───── ENTRIES SUPPLIED

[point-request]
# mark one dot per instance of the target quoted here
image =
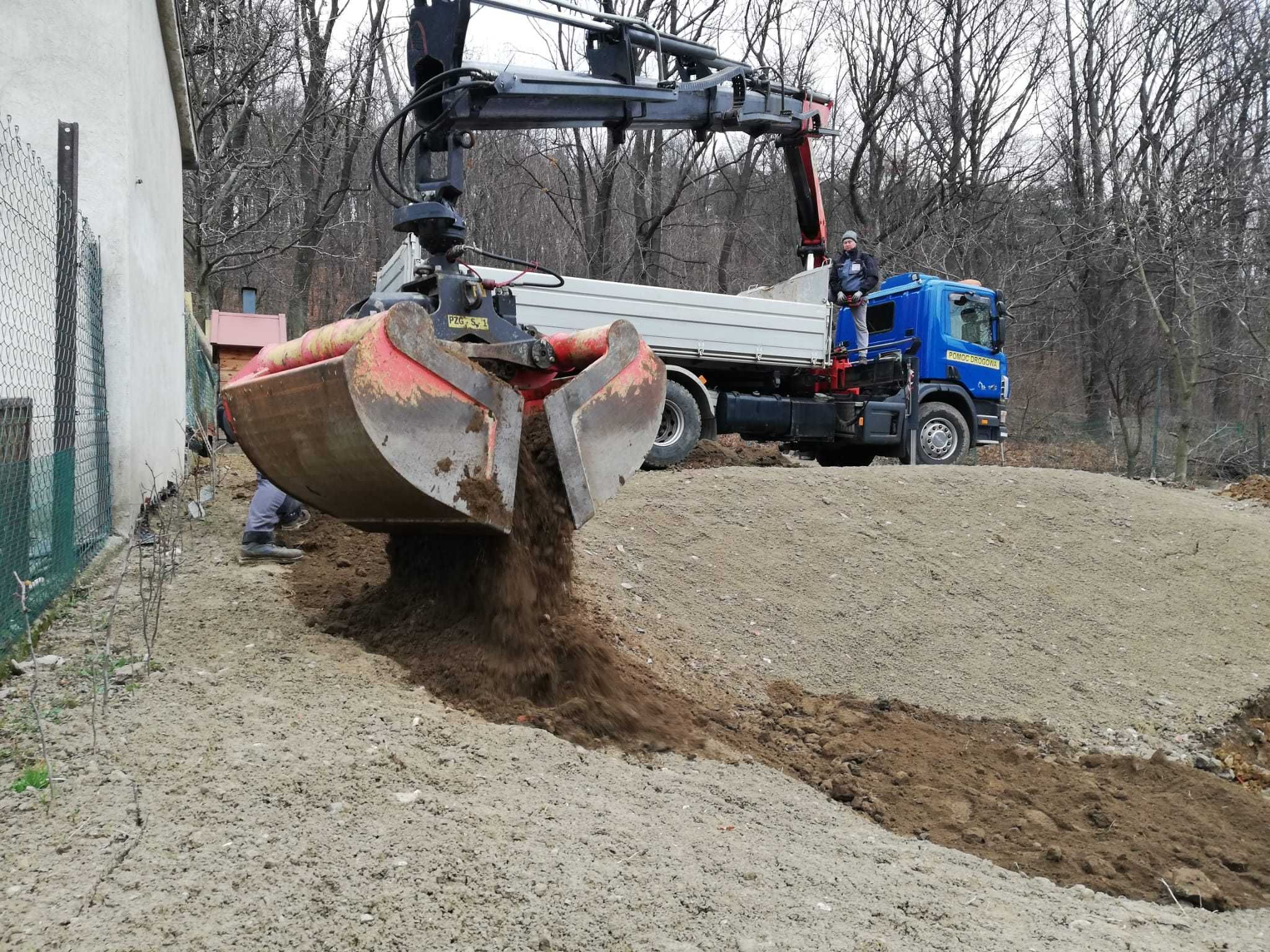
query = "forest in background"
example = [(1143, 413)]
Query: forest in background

──────────

EXERCISE DESCRIPTION — Copy out every line of the material above that contains the string "background".

TASK ANSWER —
query = "forest in background"
Query: forest in background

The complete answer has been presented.